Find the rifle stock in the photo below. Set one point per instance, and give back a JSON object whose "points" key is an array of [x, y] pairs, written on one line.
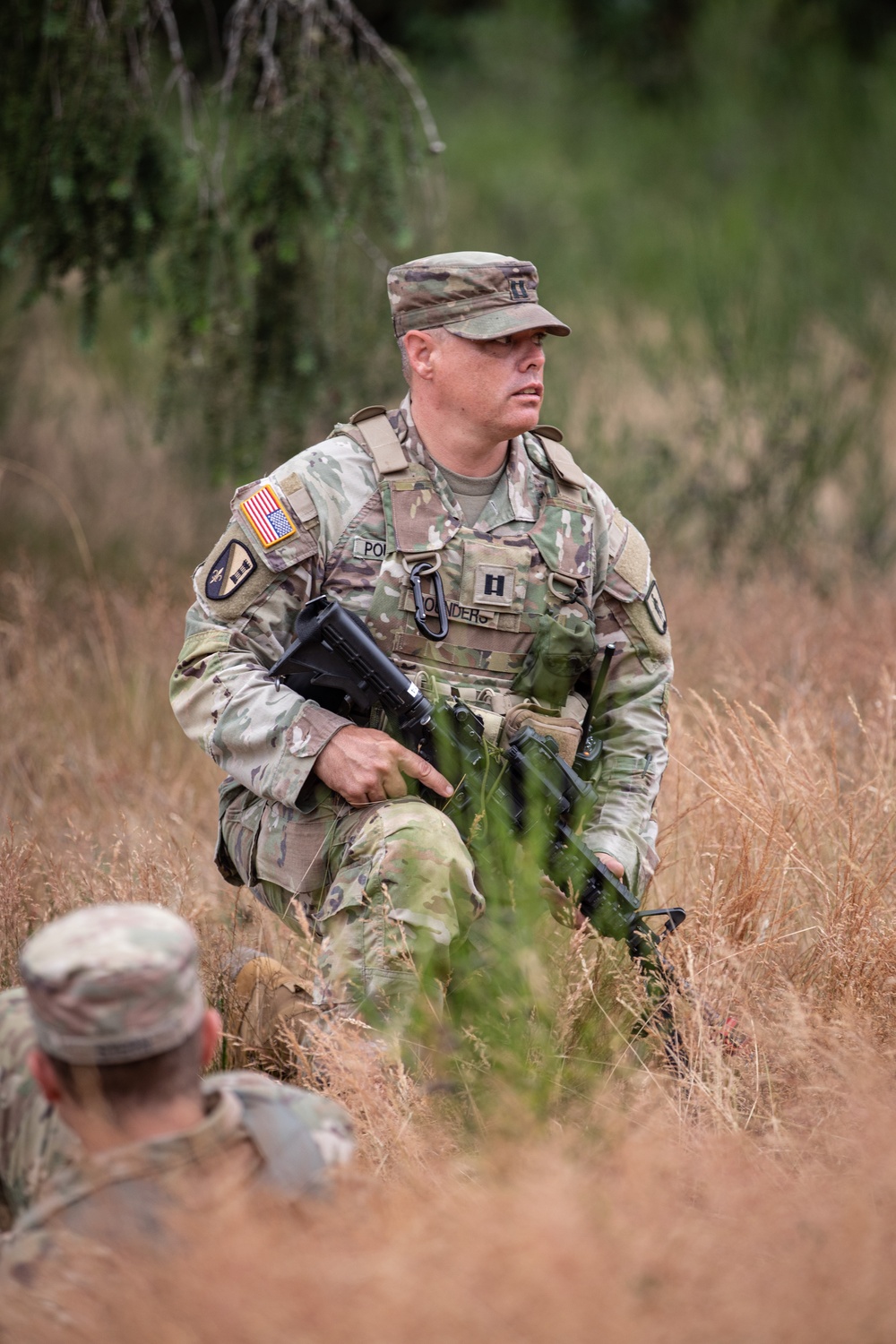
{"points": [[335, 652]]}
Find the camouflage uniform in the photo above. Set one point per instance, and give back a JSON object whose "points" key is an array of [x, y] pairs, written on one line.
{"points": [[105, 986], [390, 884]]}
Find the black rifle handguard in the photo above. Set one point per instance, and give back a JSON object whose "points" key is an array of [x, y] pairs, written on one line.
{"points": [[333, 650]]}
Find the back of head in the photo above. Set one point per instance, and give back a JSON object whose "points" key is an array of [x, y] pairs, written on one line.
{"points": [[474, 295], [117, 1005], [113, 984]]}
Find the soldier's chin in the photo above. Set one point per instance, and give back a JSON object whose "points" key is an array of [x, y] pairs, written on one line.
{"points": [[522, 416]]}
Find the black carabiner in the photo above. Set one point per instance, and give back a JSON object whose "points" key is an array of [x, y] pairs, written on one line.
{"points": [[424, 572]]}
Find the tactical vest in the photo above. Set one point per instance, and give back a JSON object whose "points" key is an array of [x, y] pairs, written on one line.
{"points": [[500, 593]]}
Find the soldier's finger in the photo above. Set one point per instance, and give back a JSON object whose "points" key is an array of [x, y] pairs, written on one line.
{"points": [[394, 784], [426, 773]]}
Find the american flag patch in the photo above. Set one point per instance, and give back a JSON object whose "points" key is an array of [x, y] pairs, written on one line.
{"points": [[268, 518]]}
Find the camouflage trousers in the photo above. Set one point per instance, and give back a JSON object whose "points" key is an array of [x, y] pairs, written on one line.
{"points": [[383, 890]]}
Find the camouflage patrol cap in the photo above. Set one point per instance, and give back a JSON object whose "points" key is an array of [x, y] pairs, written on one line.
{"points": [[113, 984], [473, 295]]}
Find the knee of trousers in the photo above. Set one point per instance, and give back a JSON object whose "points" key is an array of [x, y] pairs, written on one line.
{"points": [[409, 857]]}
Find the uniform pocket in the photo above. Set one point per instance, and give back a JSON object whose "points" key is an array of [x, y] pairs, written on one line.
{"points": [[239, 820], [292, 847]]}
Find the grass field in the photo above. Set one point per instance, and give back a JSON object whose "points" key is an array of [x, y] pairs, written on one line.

--*--

== EXERCISE ==
A faithful copy of all the data above, without its pictures, is the expected result.

== PROBLEM SOLUTION ==
Find the rifle stock in the photo below. Set one point per instance, and give back a JSON object whose "points" key is an array of [x, y] pairs, written on one line.
{"points": [[335, 652]]}
Find the camouflage uniform in the photo above. Set one point per instance, and give back a JSON object whose "points" key is an array of [x, y] pairs, written on one line.
{"points": [[105, 986], [390, 884]]}
Find the black rifle handguard in the photo above. Set one point per instance, and give back a JSON object whose "points" key is an array of [x, y] pairs, written on one line.
{"points": [[333, 650]]}
Find the back of head in the photo above. Set one point per instance, and give back a JSON object whose "points" key is an array of [x, y] pairs, written on one line.
{"points": [[474, 295], [117, 1005], [113, 984]]}
Find the soldier's chin in the photo above. Set one point per instance, and give back a JSON object whose "points" key is an array of [x, y] pairs, written on one line.
{"points": [[522, 416]]}
Find the black carabiner in the photo above. Set one point per instance, and give back a JSON object whose "points" key is an array of [x, y] pairs, written on one line.
{"points": [[424, 572]]}
Find the tactical vest in the photo above. Set one point per instance, and give back a JSON object whose "points" key is an array of [x, y] pairs, written on one line.
{"points": [[500, 593]]}
Find the soldier's finger in the photo above. Set one point per instance, and give back a JSON object whose "points" key is an array of [x, y] pairs, written on one line.
{"points": [[394, 784], [426, 773]]}
Find the american flag patch in the photo above. Set one point per instance, and give back a JSON object whose "points" key is an array of [x, y] pairs, written on one line.
{"points": [[268, 518]]}
Find the camouflage trousers in the photo above. Set one point per instance, and give back a JSON object whose "points" key is an array of [x, y] pairs, written on one line.
{"points": [[383, 890]]}
Find the camouflage patrol cap in the photo above. Set one point per instance, and give back a JSON object whose "points" key is an array of [x, y] pairs, written on one line.
{"points": [[113, 984], [473, 295]]}
Find the knee of trousers in the photo above. Set one point per instance, and give back a JSON object whose "points" key is an array of [x, y] pairs, written on one line.
{"points": [[409, 857]]}
Find the uniform pocket in the photo above. Set one point per instance, and give back a JSON object whose "points" key is an array of [x, y] pairs, written on one line.
{"points": [[239, 820], [292, 847]]}
Find the grass field in the photo above. Set one point per instance, and give back a JSON object whose "points" key is an array of [x, y] pairs, written on one line.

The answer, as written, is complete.